*TEXT*.
☆ ☆ ☆ ☆ ☆

Working Paper: NBER ID: w27313
Authors: Ricardo J. Caballero; Alp Simsek
Abstract: We build a model in which the Fed and the market disagree about future aggregate demand. The market anticipates monetary policy “mistakes,” which affect current demand and induce the Fed to partially accommodate the market’s view. The Fed expects to implement its view gradually. Announcements that reveal an unexpected change in the Fed’s belief provide a microfoundation for monetary policy shocks. Tantrum shocks arise when the market misinterprets the Fed’s belief and overreacts to its announcement. Uncertainty about tantrums motivates further gradualism and communication. Finally, disagreements affect the market’s expected inflation and induce a policy trade-off similar to “cost-push” shocks.
Keywords: Monetary Policy; Market Expectations; Aggregate Demand
JEL Codes: E00; E12; E21; E32; E43; E44; G11; G12
Edges that are evidenced by causal inference methods are in orange, and the rest are in light blue.

☆ ☆ ☆ ☆ ☆

*DATA PROVIDED*.
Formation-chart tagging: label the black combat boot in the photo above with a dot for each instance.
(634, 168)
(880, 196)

☆ ☆ ☆ ☆ ☆

*CHALLENGES*.
A. Rewrite the paragraph of the working paper entry that begins "We build a model in which the Fed" as a short bulleted list that keeps its main facts.
B. Repeat the passage of the working paper entry that starts at the words "Keywords: Monetary Policy;" and stops after "in light blue.".

*IN RESPONSE*.
A.
- The model has the Fed and the market disagreeing about future aggregate demand.
- The market anticipates monetary policy "mistakes." These affect current demand and lead the Fed to partially accommodate the market's view.
- The Fed expects to implement its own view gradually.
- Announcements that reveal an unexpected change in the Fed's belief provide a microfoundation for monetary policy shocks.
- Tantrum shocks occur when the market misinterprets the Fed's belief and overreacts to its announcement.
- Uncertainty about tantrums motivates further gradualism and communication.
- Disagreements affect the market's expected inflation and create a policy trade-off similar to "cost-push" shocks.

B.
Keywords: Monetary Policy; Market Expectations; Aggregate Demand
JEL Codes: E00; E12; E21; E32; E43; E44; G11; G12
Edges that are evidenced by causal inference methods are in orange, and the rest are in light blue.